[Entries taken from a collection]

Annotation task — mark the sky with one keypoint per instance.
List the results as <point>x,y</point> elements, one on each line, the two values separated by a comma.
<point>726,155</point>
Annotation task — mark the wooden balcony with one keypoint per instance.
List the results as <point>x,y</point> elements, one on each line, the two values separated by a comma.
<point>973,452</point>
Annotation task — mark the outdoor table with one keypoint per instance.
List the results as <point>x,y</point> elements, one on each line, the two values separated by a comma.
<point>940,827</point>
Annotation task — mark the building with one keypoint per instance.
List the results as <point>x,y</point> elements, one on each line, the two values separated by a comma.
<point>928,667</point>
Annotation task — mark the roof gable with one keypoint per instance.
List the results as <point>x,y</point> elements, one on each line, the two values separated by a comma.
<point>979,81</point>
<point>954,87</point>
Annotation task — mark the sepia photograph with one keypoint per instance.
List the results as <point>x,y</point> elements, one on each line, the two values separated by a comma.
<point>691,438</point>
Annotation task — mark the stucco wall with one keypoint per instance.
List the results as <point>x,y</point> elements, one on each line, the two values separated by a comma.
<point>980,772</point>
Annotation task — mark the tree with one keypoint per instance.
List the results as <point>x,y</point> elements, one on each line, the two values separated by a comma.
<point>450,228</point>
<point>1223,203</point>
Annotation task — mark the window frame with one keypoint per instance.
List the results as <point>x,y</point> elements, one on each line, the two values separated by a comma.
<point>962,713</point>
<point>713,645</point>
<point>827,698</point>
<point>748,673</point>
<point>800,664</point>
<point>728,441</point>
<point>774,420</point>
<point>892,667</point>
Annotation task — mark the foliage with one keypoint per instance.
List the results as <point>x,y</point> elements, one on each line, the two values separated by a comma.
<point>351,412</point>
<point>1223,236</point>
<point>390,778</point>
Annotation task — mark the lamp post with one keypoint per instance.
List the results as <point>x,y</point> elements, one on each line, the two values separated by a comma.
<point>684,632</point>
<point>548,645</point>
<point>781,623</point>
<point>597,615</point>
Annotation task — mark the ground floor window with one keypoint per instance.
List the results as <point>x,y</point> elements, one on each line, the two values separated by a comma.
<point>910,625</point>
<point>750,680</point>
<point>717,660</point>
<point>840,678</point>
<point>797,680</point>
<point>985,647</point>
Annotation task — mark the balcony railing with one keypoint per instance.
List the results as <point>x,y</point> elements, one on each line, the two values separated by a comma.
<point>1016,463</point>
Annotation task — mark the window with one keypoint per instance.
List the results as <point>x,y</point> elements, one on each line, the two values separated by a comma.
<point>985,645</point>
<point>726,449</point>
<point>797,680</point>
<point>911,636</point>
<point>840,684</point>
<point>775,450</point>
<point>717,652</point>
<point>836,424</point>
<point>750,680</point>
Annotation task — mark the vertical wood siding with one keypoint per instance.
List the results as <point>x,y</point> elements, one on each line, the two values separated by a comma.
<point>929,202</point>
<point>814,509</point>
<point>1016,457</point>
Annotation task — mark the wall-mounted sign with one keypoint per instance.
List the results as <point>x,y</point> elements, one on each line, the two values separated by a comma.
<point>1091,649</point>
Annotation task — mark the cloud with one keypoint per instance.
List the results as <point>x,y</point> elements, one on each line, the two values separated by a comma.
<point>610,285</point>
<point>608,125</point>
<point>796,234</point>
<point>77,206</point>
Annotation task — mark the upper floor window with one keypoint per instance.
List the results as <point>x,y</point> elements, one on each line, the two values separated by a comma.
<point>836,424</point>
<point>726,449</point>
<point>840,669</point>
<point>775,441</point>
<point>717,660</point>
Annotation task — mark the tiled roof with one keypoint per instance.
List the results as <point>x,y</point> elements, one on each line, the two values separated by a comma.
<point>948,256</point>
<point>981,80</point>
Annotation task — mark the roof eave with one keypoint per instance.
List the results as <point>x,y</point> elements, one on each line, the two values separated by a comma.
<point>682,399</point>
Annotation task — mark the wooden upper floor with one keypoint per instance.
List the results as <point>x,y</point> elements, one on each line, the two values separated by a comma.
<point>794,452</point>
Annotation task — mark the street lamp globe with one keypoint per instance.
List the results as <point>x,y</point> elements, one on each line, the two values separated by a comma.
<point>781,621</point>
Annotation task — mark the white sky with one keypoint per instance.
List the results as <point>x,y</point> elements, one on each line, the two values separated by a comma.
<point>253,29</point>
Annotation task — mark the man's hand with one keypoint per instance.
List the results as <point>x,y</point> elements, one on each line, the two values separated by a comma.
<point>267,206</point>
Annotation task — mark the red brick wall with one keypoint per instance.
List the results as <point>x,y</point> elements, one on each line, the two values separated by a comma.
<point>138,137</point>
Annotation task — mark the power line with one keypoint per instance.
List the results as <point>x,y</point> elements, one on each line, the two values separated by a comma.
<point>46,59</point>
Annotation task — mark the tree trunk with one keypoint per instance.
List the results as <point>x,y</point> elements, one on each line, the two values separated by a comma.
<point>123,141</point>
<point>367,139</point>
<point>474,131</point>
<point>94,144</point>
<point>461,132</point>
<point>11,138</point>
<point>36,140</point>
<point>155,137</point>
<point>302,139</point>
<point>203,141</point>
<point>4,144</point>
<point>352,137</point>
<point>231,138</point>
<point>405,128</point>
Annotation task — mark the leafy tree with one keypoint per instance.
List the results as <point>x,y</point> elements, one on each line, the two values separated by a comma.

● **Aim of the exercise**
Would you write down every record again, exactly?

● **Reply to the task**
Annotation task — mark the sky with one keypoint per instance.
List the results as <point>x,y</point> elements, one on each line, the two values separated by a comma.
<point>726,155</point>
Annotation task — mark the wooden balcony with one keypoint per instance.
List the results as <point>x,y</point> elements, one on each line, the two values separated by a comma.
<point>973,452</point>
Annotation task — mark the outdoor table with one keypoint per instance.
List the results as <point>x,y</point> elements, one on each line, the two values separated by a comma.
<point>940,827</point>
Annotation task — mark the building with one keypoint per instance.
List the results as <point>x,y</point> elements, one on each line, the two values separated by a comma.
<point>928,667</point>
Annotation task — mark the roof gable with one keypoint per instance.
List the results as <point>x,y</point> elements, one on each line, the two values separated by a comma.
<point>979,81</point>
<point>954,87</point>
Annotation task — mark the sepia photograph with one keypoint per instance.
List the results as <point>x,y</point> elements, one on each line, the two values separated by a comma.
<point>691,438</point>
Annotation task — mark the stucco wall with one keypoint per instance.
List the results as <point>x,y</point> elements, one on each line, the two values separated by a comma.
<point>980,772</point>
Annotation task — mark the tree with one keypoint per instance.
List the results as <point>x,y</point> elements, one on each line, the two values separated by a comma.
<point>450,228</point>
<point>1223,203</point>
Annotation task — mark the window frame with one keypoint per instance.
List the results as <point>x,y</point> elements, one on each line, the two values separated by a comma.
<point>962,713</point>
<point>713,645</point>
<point>827,698</point>
<point>748,673</point>
<point>800,664</point>
<point>728,441</point>
<point>774,420</point>
<point>892,667</point>
Annotation task — mark the foliage with one keypoint per instance.
List the results as <point>x,y</point> elements, one on each line, the two values separated by a comma.
<point>351,412</point>
<point>1223,236</point>
<point>390,778</point>
Annotation task — mark the lamp post with one keypoint per instance.
List the results as <point>x,y</point> elements, one on each line, the two values separated by a comma.
<point>684,632</point>
<point>548,645</point>
<point>781,623</point>
<point>597,615</point>
Annotation task — mark the ground floor window with one keypoint per instance.
List the results as <point>x,y</point> elements, one on each line, the two values separated by a comma.
<point>910,625</point>
<point>750,680</point>
<point>717,660</point>
<point>840,678</point>
<point>797,680</point>
<point>985,647</point>
Annotation task — mark the balcony railing with one keypoint per instance.
List the results as <point>x,y</point> elements, one on each line, the two values separated by a comma.
<point>1016,463</point>
Annotation task — mark the window with one keypoint per instance.
List the results as <point>x,y</point> elements, one on each line, the two values separated by a comma.
<point>985,645</point>
<point>726,449</point>
<point>797,680</point>
<point>911,636</point>
<point>840,684</point>
<point>775,450</point>
<point>717,652</point>
<point>836,424</point>
<point>750,680</point>
Annotation task — mark the vertical wood siding with one keypoint per instance.
List the results as <point>x,y</point> elements, one on each line, the two values separated by a comma.
<point>929,202</point>
<point>814,509</point>
<point>1016,457</point>
Annotation task — mark the wall-mounted sign with one keypoint per instance.
List the results as <point>x,y</point> elements, one on each line, the two values separated by a comma.
<point>1091,649</point>
Annotation task — mark the cloud with one keypoint per instance.
List the results as <point>x,y</point> elements, one on each line, the two values separated by a comma.
<point>610,285</point>
<point>608,125</point>
<point>796,234</point>
<point>77,206</point>
Annotation task — mark the upper floor window with one keypoint per instance.
List the results as <point>x,y</point> elements, one on each line, the two values separated by a comma.
<point>836,424</point>
<point>726,449</point>
<point>840,669</point>
<point>775,441</point>
<point>717,660</point>
Annotation task — mark the tiled roof with one keypoint per instance.
List the results as <point>x,y</point> elements, one on each line, the two values separated by a comma.
<point>948,256</point>
<point>981,80</point>
Annotation task — mark the roof eave with one keypoint per instance.
List the results as <point>x,y</point> elements, one on each line, the two values separated by a comma.
<point>682,399</point>
Annotation task — mark the wooden upper floor with one keypoint per instance.
List the results as <point>x,y</point> elements, one on each line, the two values separated by a comma.
<point>794,452</point>
Annotation task — mark the street lamp globe with one keypoint per instance.
List the results as <point>x,y</point> elements, one on each line, the two values separated by a comma.
<point>781,621</point>
Annotation task — mark the white sky with one keypoint per instance.
List the results as <point>x,y</point> elements, one on each line, the two values separated by a comma.
<point>253,29</point>
Annotation task — mark the man's hand with one keypoint per instance.
List the results as <point>x,y</point> elements, one on each line, the two values separated by a comma.
<point>267,206</point>
Annotation task — mark the red brick wall with one keypoint per instance.
List the results as <point>x,y</point> elements, one on each line, the two values separated by a comma.
<point>138,137</point>
Annotation task — mark the power line with one keypoint per instance.
List the results as <point>x,y</point> elements, one on each line, the two values separated by a comma.
<point>46,59</point>
Annotation task — mark the tree trunk with one keypoint per instance.
List the results as <point>x,y</point> elements, one on each line, the two values separated by a comma.
<point>123,141</point>
<point>367,139</point>
<point>474,131</point>
<point>94,144</point>
<point>461,132</point>
<point>11,138</point>
<point>36,140</point>
<point>155,137</point>
<point>302,139</point>
<point>203,141</point>
<point>4,144</point>
<point>352,137</point>
<point>231,138</point>
<point>405,128</point>
Annotation task — mark the leafy tree with one keypoint per instance.
List the results as <point>x,y</point> elements, one on each line, the two values separated by a comma.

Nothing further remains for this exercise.